Given problem 1 | Quote the passage about the train riders word for word, starting with "Back at the" and going on through "last the night.".

Page text |
────
Andrew has no intention of leaving the rails. "I don't fucking wanna be at the end of my train-hopping career," he says. "I like being at the start of it, 'cause I got a lot of shit to learn and a lot of places to see and people to meet."

Back at the fire pit, a schism has developed. The older train riders have formed their own circle and their own fire--and taken most of the $54 worth of beer with them. The Flintstones have just a case of Milwaukee Best Ice to last the night.

 

Friday, August 4, 12:45 p.m.: A tour of the Landmark Brewery is scheduled for 1:00 p.m. Shortly before departure time, a fresh keg arrives at the Jungle. Calls for everyone to begin making their way to the brewery fall on deaf ears.

New York Slim, a tall, dignified, graying Vietnam vet and former King of the Hobos, surveys the scene. "I'm afraid," he intones, "that the keg has seriously fucked up the brewery tour."

Only five people make it to the tour.
────
Extracted records |
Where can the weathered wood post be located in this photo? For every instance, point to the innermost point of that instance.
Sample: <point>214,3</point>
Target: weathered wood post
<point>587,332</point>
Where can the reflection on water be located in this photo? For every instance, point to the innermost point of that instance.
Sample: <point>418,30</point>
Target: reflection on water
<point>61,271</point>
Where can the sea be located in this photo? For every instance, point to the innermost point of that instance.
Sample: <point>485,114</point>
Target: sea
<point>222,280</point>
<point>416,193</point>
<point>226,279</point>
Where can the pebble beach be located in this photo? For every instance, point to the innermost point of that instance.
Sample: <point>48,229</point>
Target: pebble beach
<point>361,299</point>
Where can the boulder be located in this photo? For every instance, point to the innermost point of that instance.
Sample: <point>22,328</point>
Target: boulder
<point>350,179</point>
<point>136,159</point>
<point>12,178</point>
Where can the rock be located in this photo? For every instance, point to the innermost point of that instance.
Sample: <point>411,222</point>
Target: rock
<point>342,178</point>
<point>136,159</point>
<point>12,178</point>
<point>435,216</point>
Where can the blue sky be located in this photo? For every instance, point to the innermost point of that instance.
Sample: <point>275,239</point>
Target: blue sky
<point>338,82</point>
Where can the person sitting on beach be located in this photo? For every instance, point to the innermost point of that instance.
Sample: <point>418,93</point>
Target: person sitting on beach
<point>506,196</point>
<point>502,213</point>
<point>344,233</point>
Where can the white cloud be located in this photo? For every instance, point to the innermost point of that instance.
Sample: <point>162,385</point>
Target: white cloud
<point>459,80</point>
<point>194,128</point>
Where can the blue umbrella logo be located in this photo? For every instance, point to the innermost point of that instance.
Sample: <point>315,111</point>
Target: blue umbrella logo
────
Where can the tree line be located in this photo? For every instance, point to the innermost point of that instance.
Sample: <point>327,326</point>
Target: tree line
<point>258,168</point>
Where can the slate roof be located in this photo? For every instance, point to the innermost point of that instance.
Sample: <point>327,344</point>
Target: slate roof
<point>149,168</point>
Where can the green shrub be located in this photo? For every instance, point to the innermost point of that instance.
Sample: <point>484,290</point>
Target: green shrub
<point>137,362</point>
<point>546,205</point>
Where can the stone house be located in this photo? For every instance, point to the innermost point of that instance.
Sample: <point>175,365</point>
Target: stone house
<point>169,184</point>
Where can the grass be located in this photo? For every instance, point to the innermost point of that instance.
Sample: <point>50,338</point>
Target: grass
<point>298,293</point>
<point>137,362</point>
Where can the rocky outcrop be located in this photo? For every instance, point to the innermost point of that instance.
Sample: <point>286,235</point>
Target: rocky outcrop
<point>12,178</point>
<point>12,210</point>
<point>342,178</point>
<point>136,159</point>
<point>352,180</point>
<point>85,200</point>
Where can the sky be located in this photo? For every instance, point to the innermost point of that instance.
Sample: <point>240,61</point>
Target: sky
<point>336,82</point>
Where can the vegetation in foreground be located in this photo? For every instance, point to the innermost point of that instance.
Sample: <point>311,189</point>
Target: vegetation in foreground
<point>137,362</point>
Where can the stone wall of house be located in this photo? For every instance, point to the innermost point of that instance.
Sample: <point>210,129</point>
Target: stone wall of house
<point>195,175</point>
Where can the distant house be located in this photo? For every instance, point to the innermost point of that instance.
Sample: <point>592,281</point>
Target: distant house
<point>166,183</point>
────
Given problem 2 | In the rows, starting with the line with "Where can the boulder" and going on through the line with "<point>435,216</point>", change "boulder" to "stone" and give only those lines back, leaving everything else unchanged.

Exercise result 1 |
Back at the fire pit, a schism has developed. The older train riders have formed their own circle and their own fire--and taken most of the $54 worth of beer with them. The Flintstones have just a case of Milwaukee Best Ice to last the night.

Exercise result 2 |
Where can the stone be located in this photo? For every instance, point to the innermost point of that instance.
Sample: <point>22,328</point>
Target: stone
<point>350,179</point>
<point>136,159</point>
<point>12,178</point>
Where can the rock be located in this photo? For every instance, point to the innermost point of that instance.
Sample: <point>411,222</point>
Target: rock
<point>342,178</point>
<point>136,159</point>
<point>12,178</point>
<point>435,216</point>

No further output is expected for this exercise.